Convert the data below into a JSON list of strings, one string per line, omitting blank lines and leaving the pictures out.

#### Information provided:
┄┄┄┄┄┄┄┄┄┄

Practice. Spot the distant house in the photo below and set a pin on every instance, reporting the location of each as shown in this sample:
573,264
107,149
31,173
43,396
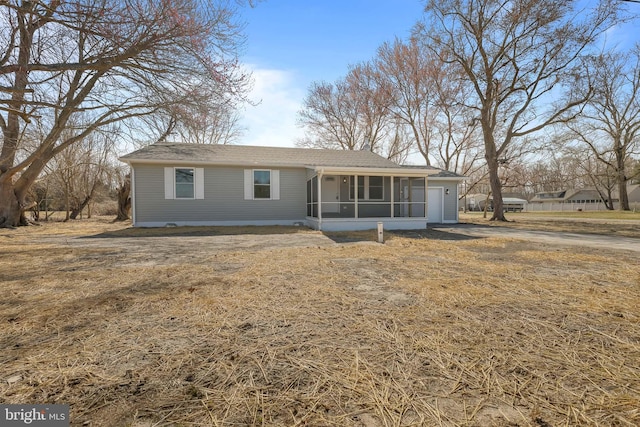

┄┄┄┄┄┄┄┄┄┄

#### The reply:
[
  "Practice. Spot the distant house in the photo below and set a pin on every instance, reporting the location of each as shown in this sample:",
  "573,264",
  "107,149",
  "31,173",
  "43,396"
]